## [Required task 1]
Please rewrite the records of labeled boxes with "lightweight" swapped for "compact" and everything else unchanged. Omit the pictures from your answer.

## [Supplied text]
====
Despite reports and interviews conducted by HRW that prove such atrocities are taking place, Cameroonian authorities continue to deny the allegations. Cameroon and Nigeria mutually signed a tripartite treaty with the UNHCR to ensure that all refugee returns are voluntary, but Cameroon’s violations have continued. Consequently, Nigeria has started to follow in Cameroon’s own deportation practices. On January 26, 2018, Nigerian authorities forcibly returned about 47 Cameroonian refugees back into the custody of Cameroon authority; thus, like Cameroon, Nigeria has violated the international nonrefoulement law. If Cameroon’s actions continue, they will certainly result in a domino effect which will only hurt the most vulnerable population seeking protection.
Despite this recent crisis, I refuse to believe that the values of humanity, social responsibility, and community are dead; instead, it is going to take a regional and international effort to revitalize them. Developed nations, such as the US, must lead as an example in this effort. Xenophobic, racist, and supremacist rhetoric disguised in phrases of “national security” need to be deconstructed into rhetoric of inclusion, good will, and protection. While UNHCR foresees that protecting refugees in Cameroon will be increasingly difficult, due to the lack of funding, it is going to take a combination of national and international support to fund relief efforts for camps and refugees trying to assimilate into the society. Additionally, leading nations will have to play a greater role in assuming responsibility and allowing these refugees to seek safety within their borders.
UNHCR and HRW have done their part by monitoring, researching, and publicizing their findings of Cameroon’s violations against international human rights law. If such measures are not taken, the protection space for refugees in Cameroon and around the world will continue to shrink.
====
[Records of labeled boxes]
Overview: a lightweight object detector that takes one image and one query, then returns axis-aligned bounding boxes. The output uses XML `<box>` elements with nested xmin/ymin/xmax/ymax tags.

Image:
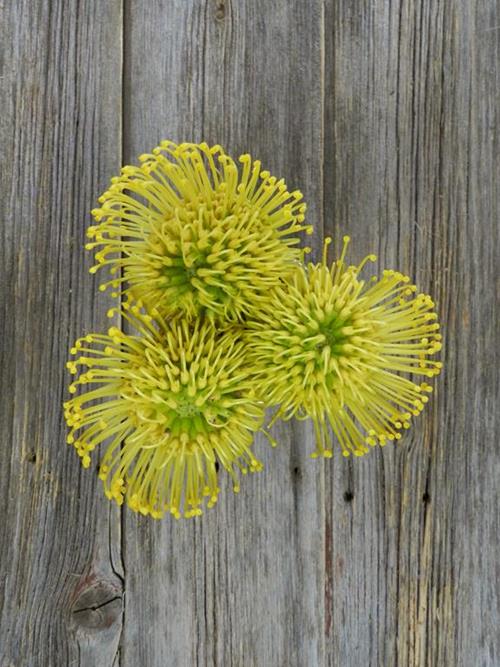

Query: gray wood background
<box><xmin>0</xmin><ymin>0</ymin><xmax>500</xmax><ymax>667</ymax></box>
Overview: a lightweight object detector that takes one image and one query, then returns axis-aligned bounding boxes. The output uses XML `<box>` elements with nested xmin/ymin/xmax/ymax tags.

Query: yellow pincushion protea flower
<box><xmin>247</xmin><ymin>237</ymin><xmax>442</xmax><ymax>457</ymax></box>
<box><xmin>86</xmin><ymin>141</ymin><xmax>312</xmax><ymax>321</ymax></box>
<box><xmin>64</xmin><ymin>304</ymin><xmax>263</xmax><ymax>518</ymax></box>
====
## [Required task 2]
In the text on Cameroon's refugees, how many Cameroonian refugees did Nigerian authorities forcibly return on January 26, 2018?

## [Worked solution 1]
Overview: a compact object detector that takes one image and one query, then returns axis-aligned bounding boxes. The output uses XML `<box>` elements with nested xmin/ymin/xmax/ymax tags.

Image:

Query: gray wood background
<box><xmin>0</xmin><ymin>0</ymin><xmax>500</xmax><ymax>667</ymax></box>
Overview: a compact object detector that takes one image and one query, then returns axis-aligned bounding boxes. The output uses XML `<box>` elements with nested xmin/ymin/xmax/ymax tags.

Query: yellow pincushion protea flower
<box><xmin>247</xmin><ymin>237</ymin><xmax>442</xmax><ymax>457</ymax></box>
<box><xmin>86</xmin><ymin>141</ymin><xmax>312</xmax><ymax>321</ymax></box>
<box><xmin>64</xmin><ymin>304</ymin><xmax>263</xmax><ymax>518</ymax></box>

## [Worked solution 2]
About 47.